● **TASK PROMPT**
Please rewrite the text on the Lithuanian real estate market from "The real estate and construction market remains" to "on 24 November.", putting "residential property market" in place of "housing market".

● **READING TEXT**
****

The real estate and construction market remains resilient in the face of the COVID‑19 pandemic, yet its different segments are painting a mixed picture. Having recovered after the initial shock in spring 2020, the housing market is now showing historically high activity levels. However, the expected increase in the office vacancy rate signals serious challenges encountered by the commercial real estate market. These and other developments were discussed at the Annual Bank of Lithuania Real Estate Conference held online on 24 November.
“While adjusting to the pandemic-induced developments, the real estate and construction market has proved to be standing on a strong footing. Nonetheless, if such changes as the shift to remote work or e-commerce are set to become a new normal, some of its segments will have to address structural challenges,” said Vitas Vasiliauskas, Chairman of the Board of the Bank of Lithuania. He also emphasised the most pressing long-term issues, such as the ageing population and the necessity to plan several steps ahead so as to be able to manage the evolving risks.
After the initial slowdown at the onset of the pandemic, the housing market has later staged a noticeable recovery, while towards autumn its activity already soared to historical highs. New apartment sales have reached record levels and the stock of unsold apartments in the capital’s new housing market – the largest in the country – has set on a downward path. In October, new apartment sales in Vilnius exceeded the average level of the past two years by more than 50%. Stronger activity has triggered a decline in the inventory of unsold apartments, which in late September contracted by one-sixth year-on-year. The Bank of Lithuania economists estimate that such developments are sustainable – this assessment is based on the fact that housing remains affordable. With growth in household income outpacing house prices, it is getting easier to purchase a residential property. For instance, a typical household can now acquire a mid-sized apartment in Lithuania for its three years’ wage, whereas five years ago such a purchase would nearly eat up its four years’ income. Moreover, the Responsible Lending Regulations effectively stave off a bubble in the housing loan market, and the proportion of mortgaged house purchases is now much smaller than before the global financial crisis of 2009.

****

(Image point grounding data)
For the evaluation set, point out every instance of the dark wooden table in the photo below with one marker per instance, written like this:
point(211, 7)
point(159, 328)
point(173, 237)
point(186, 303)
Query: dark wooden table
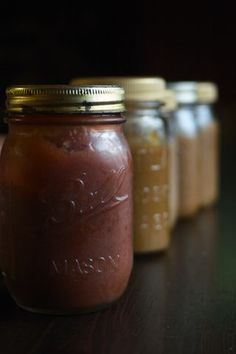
point(181, 302)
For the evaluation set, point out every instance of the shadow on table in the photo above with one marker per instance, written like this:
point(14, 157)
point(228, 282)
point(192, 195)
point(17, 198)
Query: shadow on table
point(7, 305)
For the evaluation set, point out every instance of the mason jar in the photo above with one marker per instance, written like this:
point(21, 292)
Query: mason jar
point(168, 113)
point(188, 147)
point(66, 198)
point(209, 143)
point(146, 133)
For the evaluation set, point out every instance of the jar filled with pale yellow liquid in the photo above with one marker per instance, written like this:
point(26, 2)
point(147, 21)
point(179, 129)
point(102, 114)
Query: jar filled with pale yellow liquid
point(146, 133)
point(208, 143)
point(188, 147)
point(168, 113)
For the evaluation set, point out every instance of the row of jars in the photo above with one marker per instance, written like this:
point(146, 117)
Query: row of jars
point(67, 230)
point(173, 136)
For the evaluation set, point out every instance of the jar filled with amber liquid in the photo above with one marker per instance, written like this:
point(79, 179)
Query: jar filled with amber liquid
point(208, 143)
point(168, 113)
point(3, 128)
point(66, 198)
point(146, 133)
point(188, 147)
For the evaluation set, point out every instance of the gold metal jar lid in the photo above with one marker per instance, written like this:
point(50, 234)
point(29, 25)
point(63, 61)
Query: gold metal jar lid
point(207, 92)
point(136, 88)
point(65, 99)
point(187, 92)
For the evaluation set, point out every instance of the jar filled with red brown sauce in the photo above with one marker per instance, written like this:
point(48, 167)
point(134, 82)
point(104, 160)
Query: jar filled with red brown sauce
point(65, 194)
point(146, 133)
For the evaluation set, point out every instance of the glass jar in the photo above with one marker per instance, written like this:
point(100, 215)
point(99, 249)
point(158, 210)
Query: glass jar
point(167, 112)
point(3, 129)
point(209, 143)
point(188, 147)
point(147, 137)
point(66, 201)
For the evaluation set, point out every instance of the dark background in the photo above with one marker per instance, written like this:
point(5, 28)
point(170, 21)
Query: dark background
point(192, 41)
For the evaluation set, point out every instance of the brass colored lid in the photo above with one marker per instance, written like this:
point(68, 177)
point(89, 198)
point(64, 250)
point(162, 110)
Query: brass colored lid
point(136, 88)
point(65, 99)
point(187, 92)
point(170, 101)
point(207, 92)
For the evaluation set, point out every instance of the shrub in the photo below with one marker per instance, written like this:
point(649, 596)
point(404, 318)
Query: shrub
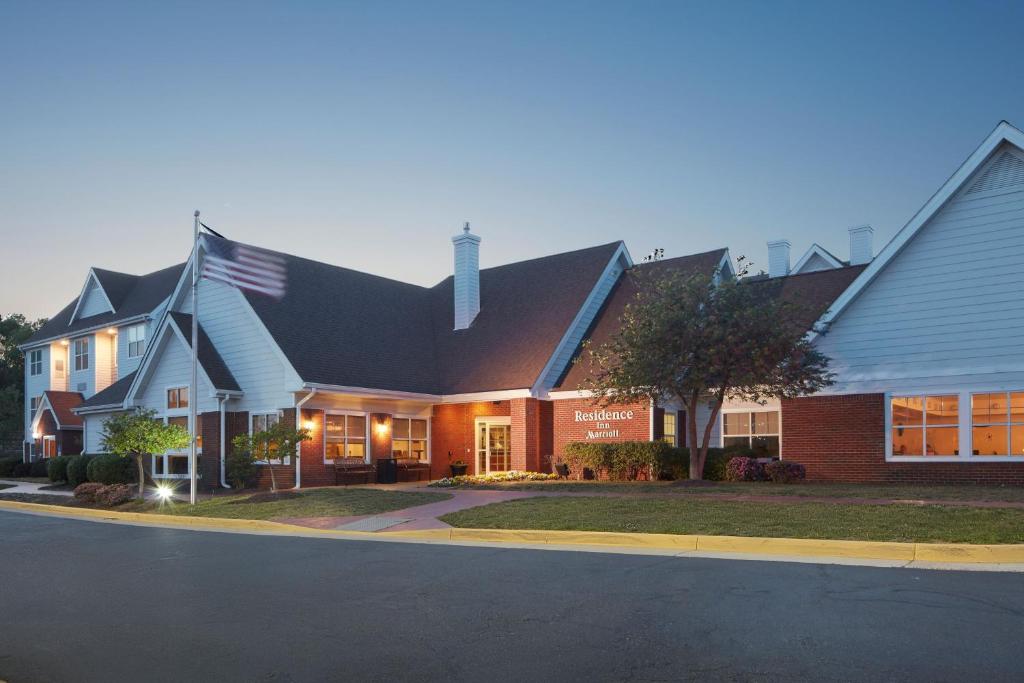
point(744, 469)
point(77, 469)
point(7, 466)
point(111, 469)
point(87, 492)
point(56, 468)
point(241, 469)
point(115, 494)
point(783, 471)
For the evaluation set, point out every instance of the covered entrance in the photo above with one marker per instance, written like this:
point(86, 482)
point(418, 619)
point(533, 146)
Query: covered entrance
point(494, 444)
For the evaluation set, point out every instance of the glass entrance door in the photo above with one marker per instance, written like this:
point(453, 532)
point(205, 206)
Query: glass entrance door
point(494, 446)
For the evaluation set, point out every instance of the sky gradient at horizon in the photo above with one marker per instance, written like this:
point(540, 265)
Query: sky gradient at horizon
point(364, 134)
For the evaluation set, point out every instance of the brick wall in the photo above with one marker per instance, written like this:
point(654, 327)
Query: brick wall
point(566, 429)
point(453, 434)
point(842, 438)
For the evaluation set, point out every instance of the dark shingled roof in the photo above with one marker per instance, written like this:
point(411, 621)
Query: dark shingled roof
point(112, 395)
point(62, 402)
point(131, 295)
point(212, 364)
point(814, 291)
point(341, 327)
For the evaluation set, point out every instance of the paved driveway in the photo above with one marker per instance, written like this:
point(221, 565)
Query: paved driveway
point(85, 601)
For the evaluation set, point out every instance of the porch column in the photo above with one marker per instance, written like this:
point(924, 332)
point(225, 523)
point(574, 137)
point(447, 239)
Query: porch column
point(526, 434)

****

● **FINISHED EXERCISE**
The real estate and construction market remains resilient in the face of the COVID‑19 pandemic, yet its different segments are painting a mixed picture. Having recovered after the initial shock in spring 2020, the residential property market is now showing historically high activity levels. However, the expected increase in the office vacancy rate signals serious challenges encountered by the commercial real estate market. These and other developments were discussed at the Annual Bank of Lithuania Real Estate Conference held online on 24 November.